=== SOURCE MATERIAL ===

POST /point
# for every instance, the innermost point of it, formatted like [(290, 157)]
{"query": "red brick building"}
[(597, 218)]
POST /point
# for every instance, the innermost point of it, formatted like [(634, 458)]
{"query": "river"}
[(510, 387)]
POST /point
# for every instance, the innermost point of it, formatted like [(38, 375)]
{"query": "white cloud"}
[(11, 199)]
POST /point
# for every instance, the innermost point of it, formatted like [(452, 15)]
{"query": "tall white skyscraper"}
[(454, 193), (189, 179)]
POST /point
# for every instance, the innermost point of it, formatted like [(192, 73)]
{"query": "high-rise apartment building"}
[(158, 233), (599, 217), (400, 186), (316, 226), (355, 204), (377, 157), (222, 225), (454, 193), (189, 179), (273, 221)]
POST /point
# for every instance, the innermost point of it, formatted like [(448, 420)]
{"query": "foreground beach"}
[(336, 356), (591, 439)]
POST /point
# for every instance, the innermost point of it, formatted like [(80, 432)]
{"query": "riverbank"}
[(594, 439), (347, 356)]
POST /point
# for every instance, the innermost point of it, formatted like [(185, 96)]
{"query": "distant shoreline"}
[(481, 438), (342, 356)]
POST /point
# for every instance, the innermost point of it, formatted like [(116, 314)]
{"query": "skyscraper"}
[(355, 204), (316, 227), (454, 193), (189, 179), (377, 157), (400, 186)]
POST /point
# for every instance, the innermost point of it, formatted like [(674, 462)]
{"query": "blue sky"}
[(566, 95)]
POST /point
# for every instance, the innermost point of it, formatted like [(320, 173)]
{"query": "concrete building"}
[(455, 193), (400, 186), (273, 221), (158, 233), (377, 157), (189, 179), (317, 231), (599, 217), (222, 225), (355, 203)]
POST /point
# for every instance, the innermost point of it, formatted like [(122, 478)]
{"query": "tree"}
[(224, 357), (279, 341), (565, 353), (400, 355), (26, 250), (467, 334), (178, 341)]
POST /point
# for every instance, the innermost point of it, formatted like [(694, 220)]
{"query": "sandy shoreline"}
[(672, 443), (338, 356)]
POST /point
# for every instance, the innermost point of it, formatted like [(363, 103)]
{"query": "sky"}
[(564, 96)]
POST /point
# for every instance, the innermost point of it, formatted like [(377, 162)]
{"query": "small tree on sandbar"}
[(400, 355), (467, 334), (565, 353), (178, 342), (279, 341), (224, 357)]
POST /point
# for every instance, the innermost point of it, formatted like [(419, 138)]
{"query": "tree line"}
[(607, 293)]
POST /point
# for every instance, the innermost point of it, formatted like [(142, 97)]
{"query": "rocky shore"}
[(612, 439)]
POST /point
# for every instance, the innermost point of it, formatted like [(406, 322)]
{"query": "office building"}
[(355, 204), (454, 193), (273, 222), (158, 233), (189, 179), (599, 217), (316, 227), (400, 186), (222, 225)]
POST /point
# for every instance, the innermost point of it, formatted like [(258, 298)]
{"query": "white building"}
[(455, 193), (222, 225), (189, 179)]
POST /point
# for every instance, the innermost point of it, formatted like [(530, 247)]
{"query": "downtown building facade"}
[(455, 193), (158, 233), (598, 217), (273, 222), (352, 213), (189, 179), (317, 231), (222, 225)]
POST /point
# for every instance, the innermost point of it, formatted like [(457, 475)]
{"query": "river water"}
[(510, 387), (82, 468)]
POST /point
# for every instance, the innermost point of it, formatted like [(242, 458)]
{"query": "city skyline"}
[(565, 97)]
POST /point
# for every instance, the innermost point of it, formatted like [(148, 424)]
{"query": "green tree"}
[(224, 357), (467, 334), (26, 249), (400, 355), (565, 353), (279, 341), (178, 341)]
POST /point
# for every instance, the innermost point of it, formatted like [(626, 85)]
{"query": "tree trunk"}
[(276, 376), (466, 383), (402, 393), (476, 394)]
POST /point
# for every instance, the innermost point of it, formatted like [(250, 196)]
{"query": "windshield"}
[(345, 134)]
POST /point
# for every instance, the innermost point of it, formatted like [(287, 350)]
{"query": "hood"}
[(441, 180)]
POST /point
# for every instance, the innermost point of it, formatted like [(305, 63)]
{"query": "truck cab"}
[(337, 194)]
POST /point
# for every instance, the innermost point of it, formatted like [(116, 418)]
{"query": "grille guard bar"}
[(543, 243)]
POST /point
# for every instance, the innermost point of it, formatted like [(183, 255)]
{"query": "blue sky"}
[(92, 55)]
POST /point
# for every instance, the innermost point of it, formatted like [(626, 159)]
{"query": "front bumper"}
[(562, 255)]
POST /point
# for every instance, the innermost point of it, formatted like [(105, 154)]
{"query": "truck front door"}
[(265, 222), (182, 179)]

===

→ **THE PROBLEM**
Rewrite all of the data above, replacing every "formatted like" with "written as" and leaving everything else unchanged.

→ **THE REPLY**
POST /point
# for every instance, the innermost point of it, written as [(290, 157)]
{"query": "red brick building"}
[(597, 218)]
POST /point
# for every instance, the innermost point of it, written as [(634, 458)]
{"query": "river"}
[(510, 387)]
POST /point
# for every instance, the innermost point of it, written as [(38, 375)]
{"query": "white cloud"}
[(11, 199)]
POST /point
# for every instance, the innermost point of it, written as [(452, 15)]
{"query": "tall white skyscraper"}
[(454, 193), (189, 179)]
POST /point
# for every instance, the innermost point of it, written as [(192, 73)]
{"query": "high-rise apartment building"}
[(158, 233), (599, 217), (400, 186), (316, 226), (355, 204), (377, 157), (222, 225), (454, 193), (189, 179), (273, 221)]
POST /point
# for every instance, the innermost point of it, written as [(448, 420)]
{"query": "foreground beach"}
[(336, 356), (591, 439)]
POST /point
# for every instance, the innermost point of it, written as [(80, 432)]
{"query": "riverbank"}
[(594, 439), (347, 356)]
POST /point
# for every instance, the innermost point of it, written as [(185, 96)]
{"query": "distant shoreline"}
[(481, 438), (342, 356)]
POST /point
# for every instance, the innermost point of it, written as [(116, 314)]
{"query": "skyscraper"}
[(355, 204), (316, 227), (454, 193), (189, 179), (377, 157), (400, 186)]
POST /point
# for every instance, the innermost point of it, written as [(674, 462)]
{"query": "blue sky"}
[(566, 95)]
POST /point
# for every instance, the innermost point of it, written as [(320, 173)]
{"query": "concrete building"}
[(455, 193), (400, 186), (273, 221), (158, 233), (377, 157), (189, 179), (317, 231), (599, 217), (222, 225), (355, 203)]
POST /point
# for every instance, the innermost point of it, written as [(122, 478)]
{"query": "tree"}
[(224, 357), (279, 341), (565, 353), (400, 355), (26, 250), (467, 334), (178, 341)]
POST /point
# for every instance, the innermost point of it, written as [(694, 220)]
{"query": "sandy shoreline"}
[(672, 443), (338, 356)]
POST /point
# for every instance, the innermost point of it, written as [(363, 103)]
{"query": "sky"}
[(564, 96)]
POST /point
# for every instance, the innermost point of it, written as [(377, 162)]
{"query": "small tree on sandbar"}
[(400, 355), (467, 334), (565, 353), (178, 342), (279, 341), (224, 357)]
POST /point
# for every instance, the innermost point of it, written as [(419, 138)]
{"query": "tree line"}
[(607, 293)]
POST /point
# for every instance, the innermost point of it, written as [(142, 97)]
{"query": "rocky shore"}
[(612, 439)]
POST /point
# for every instance, the innermost point of it, written as [(406, 322)]
{"query": "office building"}
[(355, 204), (454, 193), (273, 222), (158, 233), (189, 179), (599, 217), (316, 227), (400, 186), (222, 225)]
POST /point
# for every instance, the innermost point of it, written as [(258, 298)]
{"query": "white building"}
[(455, 193), (222, 225), (189, 179)]
POST /point
# for every instance, the innermost point of it, written as [(530, 247)]
{"query": "downtown building facade"}
[(455, 193), (158, 233), (598, 217), (273, 222), (352, 213), (189, 179), (317, 231), (222, 225)]
POST /point
# for every instance, the innermost point of it, written as [(457, 475)]
{"query": "river water"}
[(510, 387), (82, 468)]
POST /point
# for every instance, the innermost point of it, written as [(242, 458)]
{"query": "city skyline"}
[(565, 97)]
POST /point
# for every instance, the innermost point of it, written as [(148, 424)]
{"query": "green tree"}
[(224, 357), (467, 334), (26, 249), (400, 355), (565, 353), (279, 341), (178, 341)]
POST /point
# for every instance, the innermost point of it, written as [(626, 85)]
{"query": "tree trunk"}
[(276, 376), (466, 383), (402, 393), (476, 394)]
POST /point
# for every instance, the innermost point of it, written as [(250, 196)]
{"query": "windshield"}
[(345, 134)]
POST /point
# for every instance, the innermost point of it, written as [(287, 350)]
{"query": "hood"}
[(441, 180)]
POST /point
# for every instance, the innermost point of it, written as [(305, 63)]
{"query": "truck cab"}
[(337, 194)]
POST /point
# for every instance, the innermost point of it, written as [(116, 418)]
{"query": "grille guard bar"}
[(543, 243)]
POST /point
# for every instance, the innermost point of it, written as [(183, 255)]
{"query": "blue sky"}
[(92, 55)]
POST /point
# for every instance, the innermost point of it, written as [(626, 159)]
{"query": "front bumper"}
[(562, 255)]
POST /point
# for every instance, the innermost point of it, written as [(105, 154)]
{"query": "truck front door"}
[(265, 222), (182, 179)]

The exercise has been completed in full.